═══ Entries

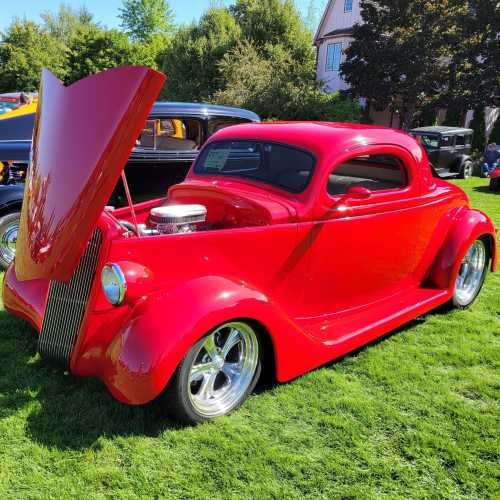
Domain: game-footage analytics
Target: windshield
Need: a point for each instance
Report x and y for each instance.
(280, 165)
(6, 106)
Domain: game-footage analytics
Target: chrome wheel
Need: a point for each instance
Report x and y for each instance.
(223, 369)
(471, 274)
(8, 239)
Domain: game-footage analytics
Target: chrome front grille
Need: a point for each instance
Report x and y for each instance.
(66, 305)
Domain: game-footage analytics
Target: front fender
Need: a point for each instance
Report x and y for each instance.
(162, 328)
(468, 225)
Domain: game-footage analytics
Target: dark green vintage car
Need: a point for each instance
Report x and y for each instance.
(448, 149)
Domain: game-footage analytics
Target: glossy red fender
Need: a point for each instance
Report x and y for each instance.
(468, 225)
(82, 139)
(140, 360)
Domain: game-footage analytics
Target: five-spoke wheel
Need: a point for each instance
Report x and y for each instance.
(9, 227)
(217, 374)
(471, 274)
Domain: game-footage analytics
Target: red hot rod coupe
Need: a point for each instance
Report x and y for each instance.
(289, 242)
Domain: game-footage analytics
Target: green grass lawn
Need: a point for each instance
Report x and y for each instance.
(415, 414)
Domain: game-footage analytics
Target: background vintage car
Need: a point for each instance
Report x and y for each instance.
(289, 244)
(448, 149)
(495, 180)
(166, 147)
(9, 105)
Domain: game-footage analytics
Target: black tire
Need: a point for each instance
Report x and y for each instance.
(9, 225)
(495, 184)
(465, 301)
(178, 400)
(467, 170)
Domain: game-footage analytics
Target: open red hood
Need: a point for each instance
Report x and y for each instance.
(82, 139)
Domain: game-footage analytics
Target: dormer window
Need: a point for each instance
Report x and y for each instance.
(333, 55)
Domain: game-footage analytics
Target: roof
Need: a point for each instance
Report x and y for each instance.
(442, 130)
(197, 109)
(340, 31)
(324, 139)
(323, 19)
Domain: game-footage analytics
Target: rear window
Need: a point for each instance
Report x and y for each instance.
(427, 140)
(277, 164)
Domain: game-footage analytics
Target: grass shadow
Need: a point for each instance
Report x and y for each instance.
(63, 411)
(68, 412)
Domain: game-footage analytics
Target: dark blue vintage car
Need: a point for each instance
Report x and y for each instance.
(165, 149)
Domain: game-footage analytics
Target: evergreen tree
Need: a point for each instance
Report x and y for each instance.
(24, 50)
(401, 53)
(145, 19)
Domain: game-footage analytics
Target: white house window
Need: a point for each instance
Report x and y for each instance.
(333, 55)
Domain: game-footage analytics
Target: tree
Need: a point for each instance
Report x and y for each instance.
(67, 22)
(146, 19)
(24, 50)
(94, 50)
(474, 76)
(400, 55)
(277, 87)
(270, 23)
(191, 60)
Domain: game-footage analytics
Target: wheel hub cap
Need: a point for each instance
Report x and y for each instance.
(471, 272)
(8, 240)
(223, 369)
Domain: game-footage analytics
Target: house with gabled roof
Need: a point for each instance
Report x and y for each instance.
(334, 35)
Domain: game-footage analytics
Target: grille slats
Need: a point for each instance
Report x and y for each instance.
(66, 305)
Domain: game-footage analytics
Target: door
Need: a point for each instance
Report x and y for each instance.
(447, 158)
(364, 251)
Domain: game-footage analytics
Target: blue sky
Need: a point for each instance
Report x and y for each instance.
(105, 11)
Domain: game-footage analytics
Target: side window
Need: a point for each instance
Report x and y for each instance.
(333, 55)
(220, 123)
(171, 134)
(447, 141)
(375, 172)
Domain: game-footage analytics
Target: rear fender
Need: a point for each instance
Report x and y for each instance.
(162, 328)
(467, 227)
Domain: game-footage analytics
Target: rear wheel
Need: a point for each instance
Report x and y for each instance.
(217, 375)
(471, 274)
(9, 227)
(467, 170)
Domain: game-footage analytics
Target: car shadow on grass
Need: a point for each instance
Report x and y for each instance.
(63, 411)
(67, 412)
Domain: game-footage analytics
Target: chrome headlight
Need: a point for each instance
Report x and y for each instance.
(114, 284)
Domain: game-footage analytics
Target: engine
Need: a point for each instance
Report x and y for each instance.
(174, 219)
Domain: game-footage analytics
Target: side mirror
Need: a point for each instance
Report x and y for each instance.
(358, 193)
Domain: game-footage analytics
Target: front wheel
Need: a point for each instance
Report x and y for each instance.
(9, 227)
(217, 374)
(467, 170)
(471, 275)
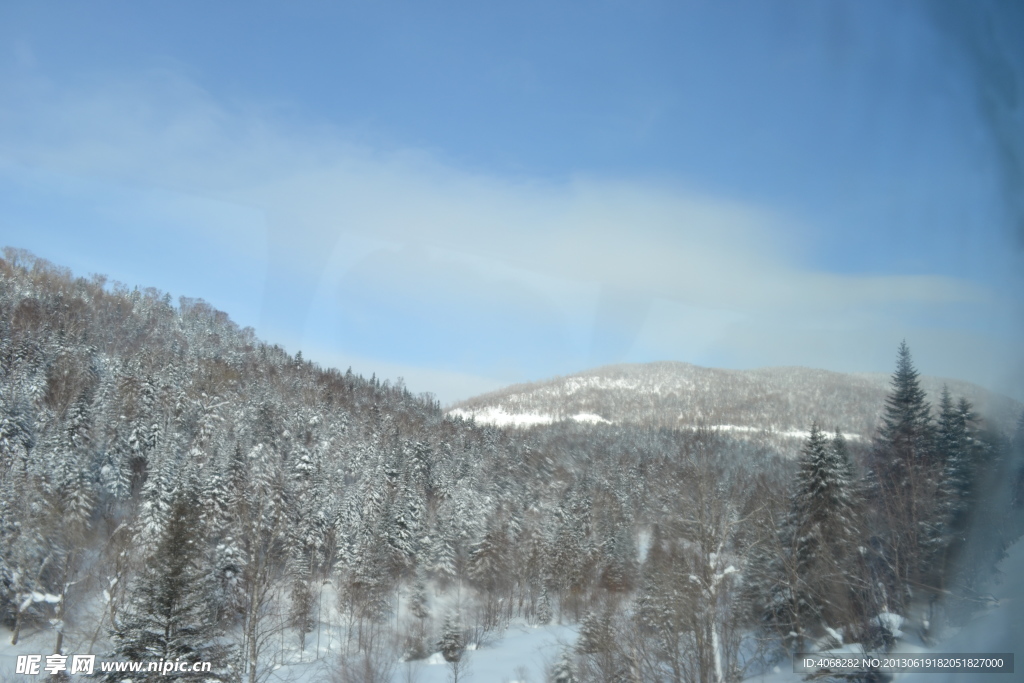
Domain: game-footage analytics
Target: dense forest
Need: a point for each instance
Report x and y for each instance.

══════
═══ Entries

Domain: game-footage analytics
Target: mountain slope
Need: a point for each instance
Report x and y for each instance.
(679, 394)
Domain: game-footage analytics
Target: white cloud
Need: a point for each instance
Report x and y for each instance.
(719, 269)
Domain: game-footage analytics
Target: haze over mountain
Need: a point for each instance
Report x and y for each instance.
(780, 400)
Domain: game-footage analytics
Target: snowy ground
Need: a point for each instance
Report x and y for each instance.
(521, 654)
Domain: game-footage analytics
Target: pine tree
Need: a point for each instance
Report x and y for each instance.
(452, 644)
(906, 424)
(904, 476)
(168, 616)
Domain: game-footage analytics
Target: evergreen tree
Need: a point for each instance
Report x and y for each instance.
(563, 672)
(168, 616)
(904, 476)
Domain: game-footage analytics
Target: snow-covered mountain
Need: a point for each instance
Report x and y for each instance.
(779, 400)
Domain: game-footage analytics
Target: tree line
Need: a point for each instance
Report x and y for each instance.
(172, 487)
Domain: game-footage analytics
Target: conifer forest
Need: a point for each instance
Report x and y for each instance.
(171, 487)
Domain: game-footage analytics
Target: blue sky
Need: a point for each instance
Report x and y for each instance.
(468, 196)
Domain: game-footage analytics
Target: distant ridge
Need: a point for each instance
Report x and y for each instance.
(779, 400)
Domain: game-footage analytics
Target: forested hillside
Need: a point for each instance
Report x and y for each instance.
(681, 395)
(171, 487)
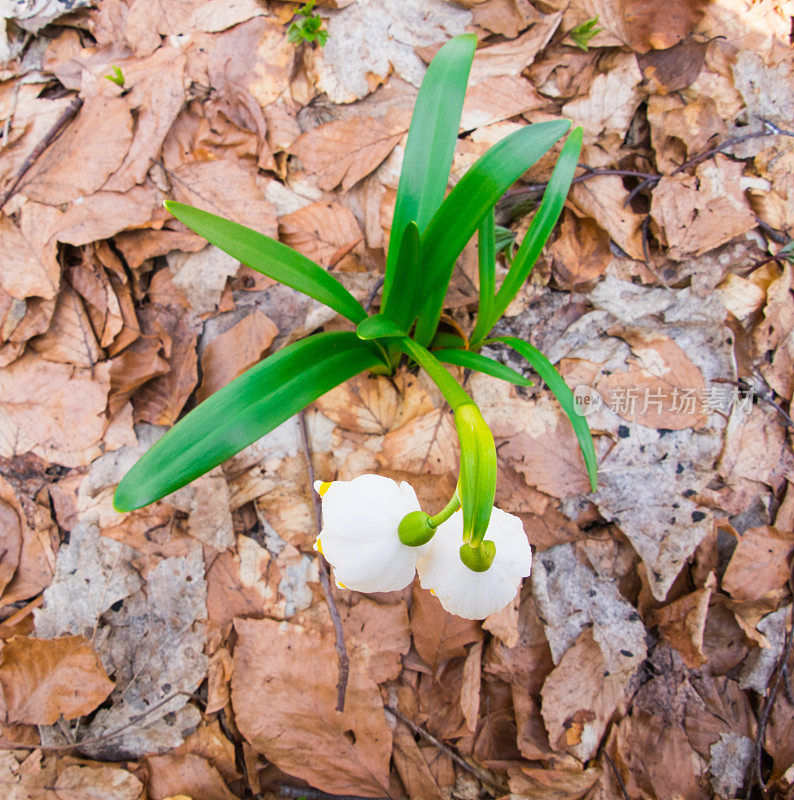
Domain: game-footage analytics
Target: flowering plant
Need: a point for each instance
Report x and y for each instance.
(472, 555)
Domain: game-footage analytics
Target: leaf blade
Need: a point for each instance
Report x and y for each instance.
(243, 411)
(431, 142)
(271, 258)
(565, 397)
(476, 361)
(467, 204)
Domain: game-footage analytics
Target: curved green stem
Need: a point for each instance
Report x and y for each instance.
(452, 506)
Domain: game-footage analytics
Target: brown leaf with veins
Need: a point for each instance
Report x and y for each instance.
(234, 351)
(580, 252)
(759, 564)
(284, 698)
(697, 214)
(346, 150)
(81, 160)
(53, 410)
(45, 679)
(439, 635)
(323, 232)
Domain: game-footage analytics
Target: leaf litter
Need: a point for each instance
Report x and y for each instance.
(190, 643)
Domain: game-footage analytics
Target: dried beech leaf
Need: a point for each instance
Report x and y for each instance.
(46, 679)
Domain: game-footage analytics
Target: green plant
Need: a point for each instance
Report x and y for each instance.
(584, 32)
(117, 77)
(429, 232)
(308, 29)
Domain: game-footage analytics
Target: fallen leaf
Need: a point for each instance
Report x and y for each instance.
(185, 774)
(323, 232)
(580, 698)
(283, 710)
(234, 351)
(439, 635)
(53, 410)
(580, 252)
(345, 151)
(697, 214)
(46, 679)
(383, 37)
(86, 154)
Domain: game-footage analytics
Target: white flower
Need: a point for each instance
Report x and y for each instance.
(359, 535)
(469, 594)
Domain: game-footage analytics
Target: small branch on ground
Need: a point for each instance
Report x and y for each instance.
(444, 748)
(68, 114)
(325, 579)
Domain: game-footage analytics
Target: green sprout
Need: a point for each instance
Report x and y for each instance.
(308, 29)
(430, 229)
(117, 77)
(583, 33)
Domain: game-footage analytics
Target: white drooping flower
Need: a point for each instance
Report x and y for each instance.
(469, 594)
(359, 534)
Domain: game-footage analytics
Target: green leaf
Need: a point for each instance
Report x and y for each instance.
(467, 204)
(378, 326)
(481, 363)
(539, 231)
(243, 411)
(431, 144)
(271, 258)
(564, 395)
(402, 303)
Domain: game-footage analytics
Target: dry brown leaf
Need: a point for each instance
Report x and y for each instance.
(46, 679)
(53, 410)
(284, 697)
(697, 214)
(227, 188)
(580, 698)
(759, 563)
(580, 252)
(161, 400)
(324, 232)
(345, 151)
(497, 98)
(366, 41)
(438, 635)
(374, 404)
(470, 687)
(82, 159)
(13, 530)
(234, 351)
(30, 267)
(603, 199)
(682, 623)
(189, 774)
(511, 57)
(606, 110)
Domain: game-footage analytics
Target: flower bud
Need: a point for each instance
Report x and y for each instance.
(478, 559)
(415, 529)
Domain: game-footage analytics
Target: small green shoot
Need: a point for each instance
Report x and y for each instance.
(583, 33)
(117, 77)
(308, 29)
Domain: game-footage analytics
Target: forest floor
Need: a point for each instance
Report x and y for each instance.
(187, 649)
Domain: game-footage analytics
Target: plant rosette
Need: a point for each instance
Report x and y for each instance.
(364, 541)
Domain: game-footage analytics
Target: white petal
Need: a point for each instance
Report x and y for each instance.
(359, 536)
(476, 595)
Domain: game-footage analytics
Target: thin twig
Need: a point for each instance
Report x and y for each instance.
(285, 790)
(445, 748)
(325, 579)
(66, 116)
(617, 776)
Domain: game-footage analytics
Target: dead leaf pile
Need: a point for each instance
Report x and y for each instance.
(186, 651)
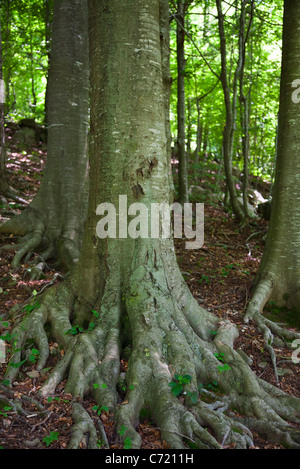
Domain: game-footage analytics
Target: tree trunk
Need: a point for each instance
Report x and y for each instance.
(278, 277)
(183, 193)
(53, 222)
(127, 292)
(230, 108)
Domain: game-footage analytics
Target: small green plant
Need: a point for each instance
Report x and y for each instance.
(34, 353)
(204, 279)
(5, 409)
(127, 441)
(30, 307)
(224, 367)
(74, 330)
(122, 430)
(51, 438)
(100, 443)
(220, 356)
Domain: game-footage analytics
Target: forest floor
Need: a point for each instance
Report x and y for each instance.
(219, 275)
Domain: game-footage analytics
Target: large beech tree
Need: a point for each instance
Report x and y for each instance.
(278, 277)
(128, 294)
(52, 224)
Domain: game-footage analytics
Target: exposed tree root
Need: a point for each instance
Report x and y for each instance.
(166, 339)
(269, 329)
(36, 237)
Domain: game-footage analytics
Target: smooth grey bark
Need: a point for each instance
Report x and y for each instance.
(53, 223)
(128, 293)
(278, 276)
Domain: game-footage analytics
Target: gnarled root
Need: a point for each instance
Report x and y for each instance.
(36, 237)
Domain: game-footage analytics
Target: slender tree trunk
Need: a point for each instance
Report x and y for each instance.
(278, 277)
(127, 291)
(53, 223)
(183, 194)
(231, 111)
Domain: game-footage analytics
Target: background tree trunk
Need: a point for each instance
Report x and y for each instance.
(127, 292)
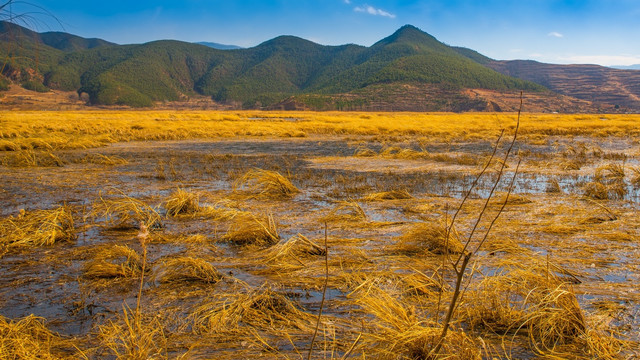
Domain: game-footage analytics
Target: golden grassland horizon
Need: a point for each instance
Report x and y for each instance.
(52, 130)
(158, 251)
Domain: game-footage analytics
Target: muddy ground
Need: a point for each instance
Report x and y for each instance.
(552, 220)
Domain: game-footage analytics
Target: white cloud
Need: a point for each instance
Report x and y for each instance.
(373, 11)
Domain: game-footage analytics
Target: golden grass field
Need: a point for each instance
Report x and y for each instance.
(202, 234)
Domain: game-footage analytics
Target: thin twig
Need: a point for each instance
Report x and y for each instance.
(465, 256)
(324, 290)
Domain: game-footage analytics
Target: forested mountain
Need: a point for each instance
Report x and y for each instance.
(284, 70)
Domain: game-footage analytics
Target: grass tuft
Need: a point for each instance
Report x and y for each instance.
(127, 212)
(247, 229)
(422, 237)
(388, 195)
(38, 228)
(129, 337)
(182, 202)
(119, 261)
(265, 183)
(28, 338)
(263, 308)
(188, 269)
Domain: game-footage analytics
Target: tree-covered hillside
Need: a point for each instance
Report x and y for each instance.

══════
═══ Entries

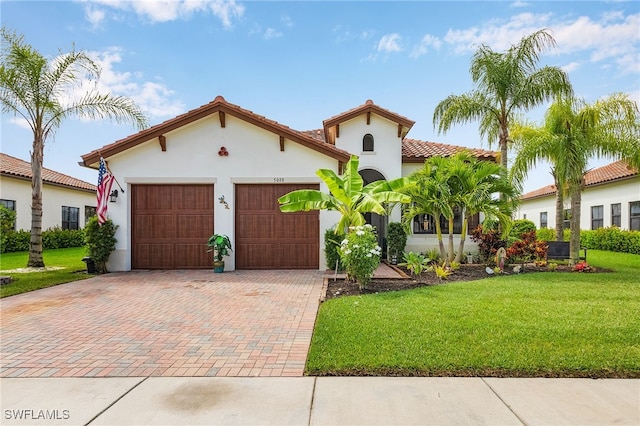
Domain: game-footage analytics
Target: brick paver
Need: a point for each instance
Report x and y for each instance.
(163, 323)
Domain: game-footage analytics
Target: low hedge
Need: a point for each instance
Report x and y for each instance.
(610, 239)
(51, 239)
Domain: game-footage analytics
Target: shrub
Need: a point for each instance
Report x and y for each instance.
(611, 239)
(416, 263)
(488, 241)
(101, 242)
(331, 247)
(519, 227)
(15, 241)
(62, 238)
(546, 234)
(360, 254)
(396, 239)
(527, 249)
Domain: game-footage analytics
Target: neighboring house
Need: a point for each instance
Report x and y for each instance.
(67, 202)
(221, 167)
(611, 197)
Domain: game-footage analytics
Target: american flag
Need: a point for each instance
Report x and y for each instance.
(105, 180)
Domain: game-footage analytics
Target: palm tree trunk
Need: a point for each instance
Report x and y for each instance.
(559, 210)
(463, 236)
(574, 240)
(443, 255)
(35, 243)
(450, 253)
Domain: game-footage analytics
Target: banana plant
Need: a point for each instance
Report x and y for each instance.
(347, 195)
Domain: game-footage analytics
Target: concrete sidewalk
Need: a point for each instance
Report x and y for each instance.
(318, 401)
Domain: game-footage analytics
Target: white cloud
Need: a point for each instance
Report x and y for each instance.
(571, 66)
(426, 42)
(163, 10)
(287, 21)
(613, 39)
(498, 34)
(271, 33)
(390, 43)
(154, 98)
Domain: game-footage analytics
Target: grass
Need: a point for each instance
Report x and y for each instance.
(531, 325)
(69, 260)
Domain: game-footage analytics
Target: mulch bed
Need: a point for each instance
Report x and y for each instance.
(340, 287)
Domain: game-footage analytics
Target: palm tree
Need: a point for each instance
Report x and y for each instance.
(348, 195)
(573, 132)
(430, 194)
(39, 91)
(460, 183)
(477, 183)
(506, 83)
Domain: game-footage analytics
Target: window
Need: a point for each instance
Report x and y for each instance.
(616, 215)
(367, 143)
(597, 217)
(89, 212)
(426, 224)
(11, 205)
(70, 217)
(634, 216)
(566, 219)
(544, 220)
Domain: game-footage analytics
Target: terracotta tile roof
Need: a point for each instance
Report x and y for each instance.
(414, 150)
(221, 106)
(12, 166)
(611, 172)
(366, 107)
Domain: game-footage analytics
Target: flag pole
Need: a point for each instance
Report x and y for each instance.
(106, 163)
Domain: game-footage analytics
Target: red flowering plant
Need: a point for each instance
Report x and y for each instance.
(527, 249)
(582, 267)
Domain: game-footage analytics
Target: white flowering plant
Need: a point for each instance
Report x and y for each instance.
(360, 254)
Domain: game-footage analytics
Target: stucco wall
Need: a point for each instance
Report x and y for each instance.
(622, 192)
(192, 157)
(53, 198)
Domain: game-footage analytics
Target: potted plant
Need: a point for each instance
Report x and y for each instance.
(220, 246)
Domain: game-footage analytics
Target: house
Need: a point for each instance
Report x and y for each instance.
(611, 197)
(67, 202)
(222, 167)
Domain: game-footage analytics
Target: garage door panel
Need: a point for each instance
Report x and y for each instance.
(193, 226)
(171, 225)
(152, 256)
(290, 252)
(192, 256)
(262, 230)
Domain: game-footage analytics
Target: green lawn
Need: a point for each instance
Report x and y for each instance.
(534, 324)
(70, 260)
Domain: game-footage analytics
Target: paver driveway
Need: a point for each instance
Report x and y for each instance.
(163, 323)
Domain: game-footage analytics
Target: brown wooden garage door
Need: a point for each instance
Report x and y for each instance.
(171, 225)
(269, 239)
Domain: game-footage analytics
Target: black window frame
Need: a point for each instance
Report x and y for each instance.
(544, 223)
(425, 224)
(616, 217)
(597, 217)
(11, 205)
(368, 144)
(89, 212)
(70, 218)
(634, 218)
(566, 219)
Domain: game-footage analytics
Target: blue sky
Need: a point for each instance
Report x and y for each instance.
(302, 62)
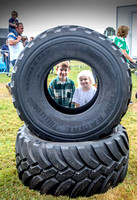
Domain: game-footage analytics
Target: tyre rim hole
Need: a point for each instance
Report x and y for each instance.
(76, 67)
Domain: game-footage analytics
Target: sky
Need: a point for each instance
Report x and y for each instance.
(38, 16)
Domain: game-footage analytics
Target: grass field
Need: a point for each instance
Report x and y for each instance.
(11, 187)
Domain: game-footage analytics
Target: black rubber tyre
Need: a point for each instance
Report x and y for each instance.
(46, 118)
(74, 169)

══════

Aim of the task
Count the lines in the records above that contain the string "root", where a match must have the same case. Reply with the number alone.

Completed task
2